──────── QUOTED TEXT
Encoding Techniques (Base64, UTF-8, Hex)

Chapter 17: Encoding Techniques (Base64, UTF-8, Hex)

Introduction

Encoding transforms data from one format to another for transmission, storage, or display. Unlike compression (which reduces size) or encryption (which hides meaning), encoding simply represents data in a different format. This chapter explores Base64, hexadecimal, UTF-8, and other encoding schemes essential for web development, file formats, and data interchange.

Why This Matters

Encoding enables data interchange:

  • Email attachments: Base64 for binary data in MIME
  • URLs: Percent-encoding for special characters
  • Web APIs: JSON with Base64-encoded binary
  • Images in HTML: Data URLs with Base64
  • Text files: UTF-8 for international characters
  • Color codes: Hexadecimal in CSS/HTML
  • Debugging: Hex dumps for binary inspection

How to Study This Chapter

  1. Understand encoding vs encryption - Different purposes
  2. Learn character encoding - ASCII, UTF-8, Unicode
  3. Implement Base64 - Understand bit manipulation
  4. Practice hex conversion - Binary to hex and back
  5. Study URL encoding - Web-safe characters

ASCII and Character Encoding

ASCII (American Standard Code for Information Interchange)

ASCII: 7-bit encoding for 128 characters (0-127).

Character ranges:
0-31:   Control characters
32-47:  Space and punctuation
48-57:  Digits '0'-'9'
65-90:  Uppercase 'A'-'Z'
97-122: Lowercase 'a'-'z'

Examples:
'A' = 65 = 0x41 = 01000001
'a' = 97 = 0x61 = 01100001
'0' = 48 = 0x30 = 00110000

C Implementation

#include <stdio.h>

void printAscii(char c) {
    printf("'%c' = %d = 0x%02X = ", c, c, (unsigned char)c);

    // Print binary
    for (int i = 7; i >= 0; i--) {
        printf("%d", (c >> i) & 1);
    }
    printf("\n");
}

int main() {
    printAscii('A');
    printAscii('a');
    printAscii('0');
    printAscii(' ');

    return 0;
}

UTF-8 (Unicode Transformation Format - 8-bit)

UTF-8: Variable-length encoding for Unicode (1-4 bytes per character).

1 byte:  0xxxxxxx                    (ASCII compatible)
────────────────
──────── SUPPLIED MATERIAL
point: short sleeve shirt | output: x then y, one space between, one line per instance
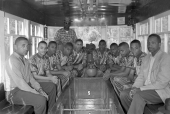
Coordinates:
65 36
39 64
────────────────
**WHAT IS ASKED:**
Write the continuation of the encoding techniques chapter at the top of the page, starting right after its one-byte UTF-8 pattern line.

**EXERCISE ANSWER:**
2 bytes: 110xxxxx 10xxxxxx
3 bytes: 1110xxxx 10xxxxxx 10xxxxxx
4 bytes: 11110xxx 10xxxxxx 10xxxxxx 10xxxxxx

Examples:
'A' (U+0041): 01000001 (1 byte)
'é' (U+00E9): 11000011 10101001 (2 bytes)
'€' (U+20AC): 11100010 10000010 10101100 (3 bytes)
'😀' (U+1F600): 11110000 10011111 10011000 10000000 (4 bytes)

C++ UTF-8 Example

#include <iostream>
#include <string>
#include <iomanip>
using namespace std;

void printUtf8Bytes(const string& str) {
    cout << "UTF-8 encoding of \"" << str << "\":" << endl;

    for (unsigned char c : str) {
        cout << hex << setw(2) << setfill('0') << (int)c << " ";
    }
    cout << dec << endl;
}

int utf8CharLength(unsigned char firstByte) {
    if ((firstByte & 0x80) == 0) return 1;      // 0xxxxxxx
    if ((firstByte & 0xE0) == 0xC0) return 2;   // 110xxxxx
    if ((firstByte & 0xF0) == 0xE0) return 3;   // 1110xxxx
    if ((firstByte & 0xF8) == 0xF0) return 4;   // 11110xxx
    return 0; // Invalid
}

int main() {
    string text = "Hello 世界 😀";

    printUtf8Bytes(text);

    cout << "\nCharacter breakdown:" << endl;
    int i = 0;
    while (i < text.length()) {
        int len = utf8CharLength(text[i]);
        cout << "Character: ";
        for (int j = 0; j < len && i + j < text.length(); j++) {
            cout << hex << setw(2) << setfill('0')
                 << (int)(unsigned char)text[i + j] << " ";
        }
        cout << dec << "(" << len << " bytes)" << endl;
        i += len;
    }

    return 0;
}

Hexadecimal Encoding

Hexadecimal: Base-16 representation (0-9, A-F).

Uses

  • Memory addresses
  • Color codes (#FF5733)
  • Hash values (SHA-256)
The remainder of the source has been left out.